Task brief: Answer with the exact lines of the following material from the one containing "box: [305, 178, 326, 206]" through the one containing "positive clicks: (292, 223)", both end lines included.

++++++++++++++++++++

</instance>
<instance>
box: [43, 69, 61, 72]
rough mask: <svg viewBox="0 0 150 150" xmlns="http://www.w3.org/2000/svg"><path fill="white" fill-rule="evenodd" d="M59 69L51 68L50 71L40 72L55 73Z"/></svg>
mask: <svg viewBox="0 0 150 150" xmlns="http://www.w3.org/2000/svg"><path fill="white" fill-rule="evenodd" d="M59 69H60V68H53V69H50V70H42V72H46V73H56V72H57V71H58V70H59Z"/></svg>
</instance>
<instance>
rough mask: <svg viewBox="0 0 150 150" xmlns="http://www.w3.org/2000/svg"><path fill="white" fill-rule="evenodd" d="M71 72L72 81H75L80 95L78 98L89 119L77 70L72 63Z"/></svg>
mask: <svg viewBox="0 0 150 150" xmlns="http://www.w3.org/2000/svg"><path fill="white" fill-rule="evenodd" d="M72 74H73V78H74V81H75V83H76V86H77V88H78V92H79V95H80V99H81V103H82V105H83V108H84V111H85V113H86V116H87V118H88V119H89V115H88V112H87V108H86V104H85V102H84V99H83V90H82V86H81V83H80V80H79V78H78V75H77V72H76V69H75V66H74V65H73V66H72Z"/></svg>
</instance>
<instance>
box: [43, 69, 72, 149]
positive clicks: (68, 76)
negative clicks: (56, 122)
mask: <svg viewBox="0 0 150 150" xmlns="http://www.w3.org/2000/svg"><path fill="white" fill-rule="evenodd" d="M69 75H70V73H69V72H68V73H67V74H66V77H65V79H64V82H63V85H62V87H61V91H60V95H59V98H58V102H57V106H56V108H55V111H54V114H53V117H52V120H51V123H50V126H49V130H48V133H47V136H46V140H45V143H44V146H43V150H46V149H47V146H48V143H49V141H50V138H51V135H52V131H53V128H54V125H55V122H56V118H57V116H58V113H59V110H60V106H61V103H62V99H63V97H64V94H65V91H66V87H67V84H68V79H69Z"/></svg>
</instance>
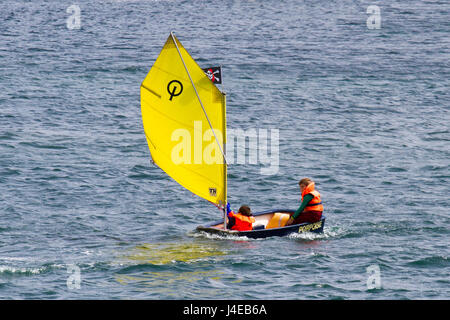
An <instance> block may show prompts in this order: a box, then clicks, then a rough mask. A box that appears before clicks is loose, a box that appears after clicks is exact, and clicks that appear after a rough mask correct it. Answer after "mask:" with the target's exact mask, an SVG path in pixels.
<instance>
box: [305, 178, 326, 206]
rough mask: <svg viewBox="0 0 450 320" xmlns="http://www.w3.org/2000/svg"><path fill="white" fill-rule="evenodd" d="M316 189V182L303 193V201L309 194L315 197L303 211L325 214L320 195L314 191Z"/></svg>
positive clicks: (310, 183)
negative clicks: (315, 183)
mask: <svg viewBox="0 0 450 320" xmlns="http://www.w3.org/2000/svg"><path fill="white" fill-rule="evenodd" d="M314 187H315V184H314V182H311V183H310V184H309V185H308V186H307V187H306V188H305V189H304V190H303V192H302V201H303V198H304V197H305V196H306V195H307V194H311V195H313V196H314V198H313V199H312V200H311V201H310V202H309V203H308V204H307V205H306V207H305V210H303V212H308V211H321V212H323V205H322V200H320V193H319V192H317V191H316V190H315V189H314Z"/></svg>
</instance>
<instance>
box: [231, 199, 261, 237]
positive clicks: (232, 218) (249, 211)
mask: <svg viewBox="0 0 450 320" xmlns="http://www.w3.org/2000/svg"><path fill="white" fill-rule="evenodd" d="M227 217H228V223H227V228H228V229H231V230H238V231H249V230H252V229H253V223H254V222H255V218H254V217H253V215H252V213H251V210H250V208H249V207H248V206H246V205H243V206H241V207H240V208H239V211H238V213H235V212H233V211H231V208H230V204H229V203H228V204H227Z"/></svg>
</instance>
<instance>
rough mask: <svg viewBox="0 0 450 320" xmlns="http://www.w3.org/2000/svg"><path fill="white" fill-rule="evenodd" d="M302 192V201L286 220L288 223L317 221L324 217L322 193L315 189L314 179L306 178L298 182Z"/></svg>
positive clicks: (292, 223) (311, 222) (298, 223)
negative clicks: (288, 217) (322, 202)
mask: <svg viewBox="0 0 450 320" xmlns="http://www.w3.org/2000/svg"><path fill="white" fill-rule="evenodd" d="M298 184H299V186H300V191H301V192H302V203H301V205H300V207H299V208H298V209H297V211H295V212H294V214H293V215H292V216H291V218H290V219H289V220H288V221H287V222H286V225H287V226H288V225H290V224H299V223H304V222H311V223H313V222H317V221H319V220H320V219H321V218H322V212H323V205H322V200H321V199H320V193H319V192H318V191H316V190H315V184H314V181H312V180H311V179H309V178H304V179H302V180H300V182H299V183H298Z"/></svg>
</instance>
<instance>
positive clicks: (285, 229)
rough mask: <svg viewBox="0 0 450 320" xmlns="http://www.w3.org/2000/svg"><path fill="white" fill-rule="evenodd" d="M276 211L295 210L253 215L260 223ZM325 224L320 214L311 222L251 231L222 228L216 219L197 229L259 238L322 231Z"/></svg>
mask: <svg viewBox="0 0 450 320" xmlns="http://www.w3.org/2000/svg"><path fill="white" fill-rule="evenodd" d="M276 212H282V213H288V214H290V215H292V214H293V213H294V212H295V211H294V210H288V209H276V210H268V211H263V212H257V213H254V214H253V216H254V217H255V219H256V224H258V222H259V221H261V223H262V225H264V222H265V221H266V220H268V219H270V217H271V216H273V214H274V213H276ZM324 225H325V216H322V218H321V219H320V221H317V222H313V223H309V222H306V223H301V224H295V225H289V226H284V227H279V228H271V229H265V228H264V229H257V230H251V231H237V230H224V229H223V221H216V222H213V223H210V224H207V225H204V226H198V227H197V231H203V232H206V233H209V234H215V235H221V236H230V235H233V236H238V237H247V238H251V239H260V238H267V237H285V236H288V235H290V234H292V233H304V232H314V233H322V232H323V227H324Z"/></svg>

++++++++++++++++++++

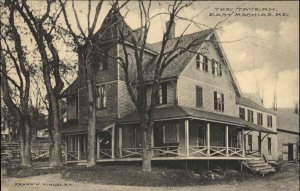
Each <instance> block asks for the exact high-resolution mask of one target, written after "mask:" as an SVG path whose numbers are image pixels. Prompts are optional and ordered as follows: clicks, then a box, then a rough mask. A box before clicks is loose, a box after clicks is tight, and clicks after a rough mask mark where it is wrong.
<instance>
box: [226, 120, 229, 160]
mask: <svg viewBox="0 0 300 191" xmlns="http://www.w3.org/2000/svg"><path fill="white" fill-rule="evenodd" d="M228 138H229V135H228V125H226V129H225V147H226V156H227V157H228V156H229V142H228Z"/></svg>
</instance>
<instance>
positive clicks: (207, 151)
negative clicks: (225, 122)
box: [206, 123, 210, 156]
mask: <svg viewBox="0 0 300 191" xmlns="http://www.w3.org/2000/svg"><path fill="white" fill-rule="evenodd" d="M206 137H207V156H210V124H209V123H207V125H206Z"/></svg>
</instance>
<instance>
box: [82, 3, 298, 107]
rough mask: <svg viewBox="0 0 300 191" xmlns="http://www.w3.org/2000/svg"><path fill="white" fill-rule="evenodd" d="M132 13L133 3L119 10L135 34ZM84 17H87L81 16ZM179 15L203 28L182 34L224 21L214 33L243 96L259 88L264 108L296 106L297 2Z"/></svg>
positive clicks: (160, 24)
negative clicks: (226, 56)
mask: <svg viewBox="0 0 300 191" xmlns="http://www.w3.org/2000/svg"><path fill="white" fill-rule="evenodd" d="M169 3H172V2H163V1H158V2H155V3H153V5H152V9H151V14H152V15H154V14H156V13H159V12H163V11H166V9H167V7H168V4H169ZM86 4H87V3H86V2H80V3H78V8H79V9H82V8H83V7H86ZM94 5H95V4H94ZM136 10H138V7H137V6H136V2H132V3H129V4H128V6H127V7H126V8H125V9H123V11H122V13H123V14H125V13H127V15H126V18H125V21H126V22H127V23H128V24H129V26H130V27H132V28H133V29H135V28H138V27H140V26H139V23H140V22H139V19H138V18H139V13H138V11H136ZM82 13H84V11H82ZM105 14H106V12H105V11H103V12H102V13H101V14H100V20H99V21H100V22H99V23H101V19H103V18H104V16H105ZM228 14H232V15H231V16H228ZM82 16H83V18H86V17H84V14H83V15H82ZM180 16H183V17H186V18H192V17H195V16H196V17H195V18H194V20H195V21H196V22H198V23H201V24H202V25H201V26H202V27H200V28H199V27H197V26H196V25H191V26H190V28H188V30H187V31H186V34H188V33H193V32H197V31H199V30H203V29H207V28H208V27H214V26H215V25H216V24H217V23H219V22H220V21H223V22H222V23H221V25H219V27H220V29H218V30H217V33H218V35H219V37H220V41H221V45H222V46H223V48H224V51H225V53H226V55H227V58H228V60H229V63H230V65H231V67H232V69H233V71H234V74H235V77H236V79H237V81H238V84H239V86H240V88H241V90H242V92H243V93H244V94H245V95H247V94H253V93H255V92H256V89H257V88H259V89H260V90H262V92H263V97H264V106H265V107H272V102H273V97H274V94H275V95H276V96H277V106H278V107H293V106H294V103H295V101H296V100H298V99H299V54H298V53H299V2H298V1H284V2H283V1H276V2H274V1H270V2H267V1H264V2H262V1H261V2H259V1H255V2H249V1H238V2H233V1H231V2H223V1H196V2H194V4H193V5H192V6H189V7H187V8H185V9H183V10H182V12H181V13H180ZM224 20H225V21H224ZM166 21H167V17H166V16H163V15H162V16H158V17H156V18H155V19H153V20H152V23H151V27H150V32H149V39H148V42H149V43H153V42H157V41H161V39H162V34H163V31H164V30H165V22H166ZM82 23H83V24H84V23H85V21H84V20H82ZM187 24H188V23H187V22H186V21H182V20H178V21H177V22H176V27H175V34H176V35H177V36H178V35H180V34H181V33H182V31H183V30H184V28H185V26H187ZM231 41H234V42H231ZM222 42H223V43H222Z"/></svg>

++++++++++++++++++++

Your response:
box: [305, 178, 326, 206]
rough mask: <svg viewBox="0 0 450 320" xmlns="http://www.w3.org/2000/svg"><path fill="white" fill-rule="evenodd" d="M316 189V182L303 193V201L309 194L315 197L303 211L325 214L320 195L314 191Z"/></svg>
positive clicks: (310, 183)
negative clicks: (315, 183)
mask: <svg viewBox="0 0 450 320" xmlns="http://www.w3.org/2000/svg"><path fill="white" fill-rule="evenodd" d="M314 187H315V184H314V182H311V183H310V184H309V185H308V186H307V187H306V188H305V189H304V190H303V192H302V201H303V198H304V197H305V196H306V195H307V194H311V195H313V196H314V198H313V199H312V200H311V201H310V202H309V203H308V204H307V205H306V207H305V210H303V212H308V211H321V212H323V205H322V200H320V193H319V192H317V191H316V190H315V189H314Z"/></svg>
</instance>
<instance>
box: [231, 199, 261, 237]
positive clicks: (232, 218) (249, 211)
mask: <svg viewBox="0 0 450 320" xmlns="http://www.w3.org/2000/svg"><path fill="white" fill-rule="evenodd" d="M227 217H228V223H227V228H228V229H231V230H238V231H249V230H252V229H253V223H254V222H255V218H254V217H253V215H252V213H251V210H250V208H249V207H248V206H246V205H243V206H241V207H240V208H239V211H238V213H235V212H233V211H231V208H230V204H229V203H228V204H227Z"/></svg>
</instance>
<instance>
rough mask: <svg viewBox="0 0 450 320" xmlns="http://www.w3.org/2000/svg"><path fill="white" fill-rule="evenodd" d="M302 192V201L286 220L288 223L317 221L324 217L322 193L315 189L314 179L306 178L298 182Z"/></svg>
positive clicks: (292, 223) (311, 222) (298, 223)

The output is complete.